→ **WHAT IS EXPECTED**
Go through the material and pull out every line with the string "below" in it.

→ **RECORDS TO PROCESS**
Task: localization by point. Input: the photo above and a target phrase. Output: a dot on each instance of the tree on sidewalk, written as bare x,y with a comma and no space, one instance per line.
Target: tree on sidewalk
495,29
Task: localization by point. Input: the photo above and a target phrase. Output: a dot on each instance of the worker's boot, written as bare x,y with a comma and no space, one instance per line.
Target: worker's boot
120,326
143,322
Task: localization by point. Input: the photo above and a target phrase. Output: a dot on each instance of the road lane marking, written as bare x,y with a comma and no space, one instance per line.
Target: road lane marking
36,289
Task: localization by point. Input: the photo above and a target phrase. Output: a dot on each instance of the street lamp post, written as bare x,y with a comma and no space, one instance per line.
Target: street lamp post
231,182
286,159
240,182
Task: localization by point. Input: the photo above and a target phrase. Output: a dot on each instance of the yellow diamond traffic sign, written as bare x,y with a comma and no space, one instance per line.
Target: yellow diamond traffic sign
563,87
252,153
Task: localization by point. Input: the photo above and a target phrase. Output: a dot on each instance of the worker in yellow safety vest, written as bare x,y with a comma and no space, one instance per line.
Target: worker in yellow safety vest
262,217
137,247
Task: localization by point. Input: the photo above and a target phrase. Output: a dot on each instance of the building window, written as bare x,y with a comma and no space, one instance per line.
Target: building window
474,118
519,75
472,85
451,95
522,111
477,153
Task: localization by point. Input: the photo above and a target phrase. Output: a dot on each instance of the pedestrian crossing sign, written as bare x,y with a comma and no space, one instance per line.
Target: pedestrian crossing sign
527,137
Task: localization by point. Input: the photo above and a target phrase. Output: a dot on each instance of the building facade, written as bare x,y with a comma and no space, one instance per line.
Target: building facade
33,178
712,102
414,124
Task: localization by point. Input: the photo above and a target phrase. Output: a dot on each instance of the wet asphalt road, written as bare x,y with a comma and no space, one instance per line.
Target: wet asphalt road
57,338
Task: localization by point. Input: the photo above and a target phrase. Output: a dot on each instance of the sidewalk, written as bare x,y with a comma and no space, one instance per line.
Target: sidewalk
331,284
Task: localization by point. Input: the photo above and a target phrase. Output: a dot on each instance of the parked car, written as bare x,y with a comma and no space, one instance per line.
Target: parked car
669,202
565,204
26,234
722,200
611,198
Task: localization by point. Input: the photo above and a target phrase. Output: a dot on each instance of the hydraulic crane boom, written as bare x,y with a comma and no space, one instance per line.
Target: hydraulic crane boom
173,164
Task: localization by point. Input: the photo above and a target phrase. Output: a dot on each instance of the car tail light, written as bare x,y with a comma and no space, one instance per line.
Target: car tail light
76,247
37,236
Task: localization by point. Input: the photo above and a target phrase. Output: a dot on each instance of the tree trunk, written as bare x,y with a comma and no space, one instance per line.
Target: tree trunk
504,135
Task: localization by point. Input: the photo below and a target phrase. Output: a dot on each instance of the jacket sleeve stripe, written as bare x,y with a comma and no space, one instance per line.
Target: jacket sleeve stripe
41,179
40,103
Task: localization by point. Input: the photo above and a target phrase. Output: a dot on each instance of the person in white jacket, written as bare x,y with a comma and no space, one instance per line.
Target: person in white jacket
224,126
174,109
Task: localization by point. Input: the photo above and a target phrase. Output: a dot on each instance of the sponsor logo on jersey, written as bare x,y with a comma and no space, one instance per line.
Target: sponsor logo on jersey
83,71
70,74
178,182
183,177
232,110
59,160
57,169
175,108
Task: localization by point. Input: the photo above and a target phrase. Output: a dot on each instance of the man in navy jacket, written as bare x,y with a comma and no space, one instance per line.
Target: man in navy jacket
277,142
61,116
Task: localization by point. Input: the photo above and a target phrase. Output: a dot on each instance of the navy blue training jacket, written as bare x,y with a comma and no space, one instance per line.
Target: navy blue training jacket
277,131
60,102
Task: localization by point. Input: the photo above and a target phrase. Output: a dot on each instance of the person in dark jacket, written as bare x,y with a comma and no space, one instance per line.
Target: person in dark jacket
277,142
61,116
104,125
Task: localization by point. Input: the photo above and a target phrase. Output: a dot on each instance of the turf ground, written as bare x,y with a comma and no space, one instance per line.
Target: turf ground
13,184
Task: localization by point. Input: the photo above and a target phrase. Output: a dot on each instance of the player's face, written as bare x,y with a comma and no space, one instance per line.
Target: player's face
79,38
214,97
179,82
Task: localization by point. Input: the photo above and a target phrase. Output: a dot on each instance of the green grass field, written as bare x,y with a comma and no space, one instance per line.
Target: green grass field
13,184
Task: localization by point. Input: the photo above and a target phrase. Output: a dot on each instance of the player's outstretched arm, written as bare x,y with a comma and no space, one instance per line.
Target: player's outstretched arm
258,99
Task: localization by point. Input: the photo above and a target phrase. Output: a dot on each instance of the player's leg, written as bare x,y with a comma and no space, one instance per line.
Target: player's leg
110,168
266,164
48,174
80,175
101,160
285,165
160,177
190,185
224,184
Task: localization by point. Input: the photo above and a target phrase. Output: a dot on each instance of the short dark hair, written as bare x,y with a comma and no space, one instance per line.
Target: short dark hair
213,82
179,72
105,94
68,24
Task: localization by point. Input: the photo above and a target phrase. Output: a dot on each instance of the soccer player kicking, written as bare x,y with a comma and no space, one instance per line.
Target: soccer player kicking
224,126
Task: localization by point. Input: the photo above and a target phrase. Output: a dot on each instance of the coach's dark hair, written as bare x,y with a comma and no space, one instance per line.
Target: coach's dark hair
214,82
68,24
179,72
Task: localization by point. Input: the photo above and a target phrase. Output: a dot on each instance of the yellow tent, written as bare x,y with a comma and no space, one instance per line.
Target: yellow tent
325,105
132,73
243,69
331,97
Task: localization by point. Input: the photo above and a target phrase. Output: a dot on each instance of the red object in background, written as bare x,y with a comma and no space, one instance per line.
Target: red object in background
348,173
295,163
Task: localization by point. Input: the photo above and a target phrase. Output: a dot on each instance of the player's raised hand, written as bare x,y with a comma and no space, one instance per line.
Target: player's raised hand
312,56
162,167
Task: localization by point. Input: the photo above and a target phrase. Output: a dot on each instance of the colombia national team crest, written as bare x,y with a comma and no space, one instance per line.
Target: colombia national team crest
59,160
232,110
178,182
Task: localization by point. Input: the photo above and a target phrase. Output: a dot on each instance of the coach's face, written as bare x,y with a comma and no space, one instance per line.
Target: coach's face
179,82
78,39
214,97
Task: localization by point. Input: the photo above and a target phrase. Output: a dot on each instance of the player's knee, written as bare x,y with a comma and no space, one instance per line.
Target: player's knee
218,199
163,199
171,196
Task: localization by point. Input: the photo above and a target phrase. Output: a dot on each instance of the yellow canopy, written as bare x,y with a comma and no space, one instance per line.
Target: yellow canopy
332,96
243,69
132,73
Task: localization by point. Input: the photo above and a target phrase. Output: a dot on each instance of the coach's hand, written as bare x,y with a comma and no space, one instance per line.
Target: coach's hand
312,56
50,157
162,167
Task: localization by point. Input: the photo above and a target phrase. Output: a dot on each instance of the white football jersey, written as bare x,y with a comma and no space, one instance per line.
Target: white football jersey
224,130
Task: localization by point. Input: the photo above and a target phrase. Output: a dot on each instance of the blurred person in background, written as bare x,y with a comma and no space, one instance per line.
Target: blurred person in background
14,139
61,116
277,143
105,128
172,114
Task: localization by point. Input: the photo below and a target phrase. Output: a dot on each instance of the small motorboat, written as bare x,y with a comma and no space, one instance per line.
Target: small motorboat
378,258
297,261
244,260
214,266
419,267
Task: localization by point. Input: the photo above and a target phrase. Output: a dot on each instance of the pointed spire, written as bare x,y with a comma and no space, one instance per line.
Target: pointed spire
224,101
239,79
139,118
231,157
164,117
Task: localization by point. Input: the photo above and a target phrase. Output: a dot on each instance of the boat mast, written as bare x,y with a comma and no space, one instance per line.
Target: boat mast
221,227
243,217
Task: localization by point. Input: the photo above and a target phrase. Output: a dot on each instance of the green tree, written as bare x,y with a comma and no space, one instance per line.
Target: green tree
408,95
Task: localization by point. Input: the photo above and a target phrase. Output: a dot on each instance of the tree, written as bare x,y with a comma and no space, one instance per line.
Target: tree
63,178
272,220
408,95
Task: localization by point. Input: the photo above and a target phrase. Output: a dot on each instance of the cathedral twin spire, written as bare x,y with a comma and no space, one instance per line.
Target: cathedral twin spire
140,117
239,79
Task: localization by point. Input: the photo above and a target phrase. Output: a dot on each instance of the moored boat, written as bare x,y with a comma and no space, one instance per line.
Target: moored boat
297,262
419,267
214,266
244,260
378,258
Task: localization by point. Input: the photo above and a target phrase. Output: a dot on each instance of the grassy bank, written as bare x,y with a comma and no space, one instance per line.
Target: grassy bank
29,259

→ **SOLUTION TO THIS PROBLEM**
Task: localization by point. Input: the photo below and a target phrase. Output: a dot on each instance of the jacket sleeve stripe, written as bare x,y with a comma and no space, one instance per line.
Task: localization by point. Input: the photo below and a target phrase. Output: a dot on each instance of the small motorboat, written as bare x,y with a comma and no space, one instance per line.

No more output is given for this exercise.